• **EXTRAIT CHOISI**
^^^^

David Rousset restera dans l’histoire comme un des premiers à avoir analysé et dénoncé le système concentrationnaire, dans toutes ses manifestations au cours du 20e siècle. Militant du Parti ouvrier internationaliste (POI), affilié à la Quatrième Internationale, il était un des responsables du travail antifasciste auprès de soldats de la Wermacht dans la France occupée. Arrêté en octobre 1943, torturé par la Gestapo, interné à Fresnes, il sera déporté à Buchenwald, et, par la suite, transporté à d’autres camps de concentration nazis.
Après la libération des camps en 1945, malade, affaibli, il revient en France, décidé à transmettre son expérience de l’enfer. Il écrira bientôt deux ouvrages qui marqueront les esprits et auront une large influence, y compris sur les travaux de Hannah Arendt : L’Univers concentrationnaire (1946) - Prix Renaudot - et Les Jours de notre mort (1947). S’il s’éloigne du trotskysme, il reste fidèle à une perspective socialiste non stalinienne, et participe, avec Jean-Paul Sartre et Gerard Rosenthal à la fondation, en 1948, du Rassemblement démocratique révolutionnaire (RDR), une tentative (éphémère) de créer une force de gauche non inféodée aux deux camps de la guerre froide.
La première partie de ce recueil contient plusieurs documents - dont certains inédits - de ces années de l’après-guerre, concernant son expérience des camps nazis, comme tentative radicale de négation de l’identité humaine. Une tentative qui n’a pas totalement réussi, puisqu’on trouve, dans le camp, des manifestations de résistance et de solidarité, et des déportés qui « ont maintes fois risqué leur vie, simplement parce qu’ils ne voulaient pas abandonner leur dignité, c’est-à-dire la notion qu’ils avaient de leur valeur d’homme ».

^^^^

• **DONNÉES EXTRAITES**
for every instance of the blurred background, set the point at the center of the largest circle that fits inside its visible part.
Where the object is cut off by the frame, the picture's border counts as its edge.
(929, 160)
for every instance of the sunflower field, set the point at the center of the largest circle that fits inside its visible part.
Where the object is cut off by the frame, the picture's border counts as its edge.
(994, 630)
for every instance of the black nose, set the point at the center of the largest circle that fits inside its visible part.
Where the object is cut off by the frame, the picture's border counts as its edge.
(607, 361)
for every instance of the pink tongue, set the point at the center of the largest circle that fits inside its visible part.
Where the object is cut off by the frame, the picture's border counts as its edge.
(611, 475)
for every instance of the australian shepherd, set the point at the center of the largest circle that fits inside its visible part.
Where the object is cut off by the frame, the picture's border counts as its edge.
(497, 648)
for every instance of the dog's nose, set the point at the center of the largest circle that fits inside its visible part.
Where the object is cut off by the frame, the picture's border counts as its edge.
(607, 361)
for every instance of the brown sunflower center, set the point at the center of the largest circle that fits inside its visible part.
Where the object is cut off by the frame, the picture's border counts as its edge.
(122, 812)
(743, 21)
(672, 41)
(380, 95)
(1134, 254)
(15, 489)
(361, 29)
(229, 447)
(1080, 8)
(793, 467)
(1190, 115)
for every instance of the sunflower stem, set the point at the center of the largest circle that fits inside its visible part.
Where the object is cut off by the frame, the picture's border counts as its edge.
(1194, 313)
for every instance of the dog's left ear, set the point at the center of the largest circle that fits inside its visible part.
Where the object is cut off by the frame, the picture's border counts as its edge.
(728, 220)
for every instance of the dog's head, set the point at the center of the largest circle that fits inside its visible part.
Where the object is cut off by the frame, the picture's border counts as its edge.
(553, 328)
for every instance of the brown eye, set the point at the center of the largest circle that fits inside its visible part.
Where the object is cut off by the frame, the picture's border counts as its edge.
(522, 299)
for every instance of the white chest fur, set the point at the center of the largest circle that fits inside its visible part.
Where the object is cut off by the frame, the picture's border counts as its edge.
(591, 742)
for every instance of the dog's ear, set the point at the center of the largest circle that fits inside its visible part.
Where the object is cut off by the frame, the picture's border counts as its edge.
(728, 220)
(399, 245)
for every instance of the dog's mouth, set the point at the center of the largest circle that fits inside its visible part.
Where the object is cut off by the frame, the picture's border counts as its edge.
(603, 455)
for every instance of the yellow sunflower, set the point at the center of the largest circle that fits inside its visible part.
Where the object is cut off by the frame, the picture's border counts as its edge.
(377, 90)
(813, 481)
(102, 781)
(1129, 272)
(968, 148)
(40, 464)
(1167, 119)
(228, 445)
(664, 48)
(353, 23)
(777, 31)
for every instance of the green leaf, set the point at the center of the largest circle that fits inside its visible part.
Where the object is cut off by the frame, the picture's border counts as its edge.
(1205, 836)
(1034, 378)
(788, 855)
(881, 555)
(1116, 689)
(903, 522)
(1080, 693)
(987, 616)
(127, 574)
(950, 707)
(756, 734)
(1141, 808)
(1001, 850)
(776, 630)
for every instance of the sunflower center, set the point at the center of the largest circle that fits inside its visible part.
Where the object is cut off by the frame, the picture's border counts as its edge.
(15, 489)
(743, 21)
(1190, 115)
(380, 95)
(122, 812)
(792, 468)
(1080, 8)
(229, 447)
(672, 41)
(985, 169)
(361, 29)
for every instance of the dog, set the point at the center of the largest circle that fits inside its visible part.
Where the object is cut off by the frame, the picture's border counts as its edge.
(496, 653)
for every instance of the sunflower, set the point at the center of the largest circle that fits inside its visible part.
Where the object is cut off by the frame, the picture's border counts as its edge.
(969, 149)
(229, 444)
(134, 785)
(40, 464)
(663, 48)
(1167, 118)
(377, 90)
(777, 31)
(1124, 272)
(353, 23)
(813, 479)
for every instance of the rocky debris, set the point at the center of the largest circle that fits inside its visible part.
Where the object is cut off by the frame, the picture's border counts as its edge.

^^^^

• **EXERCICES**
1) Relevez toutes les personnes nommées dans le texte sur David Rousset.
2) Présentez sous forme de liste le paragraphe du texte sur David Rousset qui commence par « Après la libération des camps », en conservant ses faits principaux.
3) Rédigez la suite du texte sur David Rousset après sa dernière phrase.
Ces données ne sont d'aucune utilité ici.

• **RÉPONSES PAR EXERCICE**
1) David Rousset, Hannah Arendt, Jean-Paul Sartre, Gerard Rosenthal

2)
- En 1945, après la libération des camps, il rentre en France malade et affaibli, résolu à transmettre son expérience de l'enfer.
- Il publie deux ouvrages marquants et influents, notamment sur les travaux de Hannah Arendt : L'Univers concentrationnaire (1946, prix Renaudot) et Les Jours de notre mort (1947).
- Il s'éloigne du trotskysme mais reste fidèle à une perspective socialiste non stalinienne.
- En 1948, il participe avec Jean-Paul Sartre et Gerard Rosenthal à la fondation du Rassemblement démocratique révolutionnaire (RDR), tentative éphémère de créer une force de gauche non inféodée aux deux camps de la guerre froide.

3)
En novembre 1949 David Rousset va prendre une initiative courageuse qui suscitera un tollé et de violentes polémiques : la publication d’un appel à tous les anciens déportés des camps nazis afin de constituer une commission d’enquête sur les camps de travail en URSS... Comme le note à juste titre Gregory Cingal dans son introduction, il commit une erreur stratégique en publiant cet appel dans le Figaro littéraire, un hebdomadaire clairement situé à droite. Mais la polémique va porter sur le fond de l’affaire : les communistes (staliniens) vont le dénoncer comme « traître », « faussaire », « fauteur de guerre » , bref, « flic ». Le journaliste Pierre Daix va se fendre d’une brochure calomnieuse intitulée « Pourquoi M. Rousset a-ti-il inventé les camps soviétiques ? », publiée par les Lettres françaises, la revue fondée par Louis Aragon.
Rousset répondra en assignant les Lettres françaises pour diffamation ; au cours du procès (1950) qui aura un grand retentissement, plusieurs rescapés des camps soviétiques viendront témoigner dont Margarete Buber-Neumann, compagne du dirigeant communiste allemand Heinz Neumann, réfugié en URSS et assassiné par Staline – elle sera livrée à la Gestapo lors des années du pacte germano-soviétique – et El Campesino, un des principaux dirigeants communistes espagnols, refugié en URSS et envoyé au Goulag.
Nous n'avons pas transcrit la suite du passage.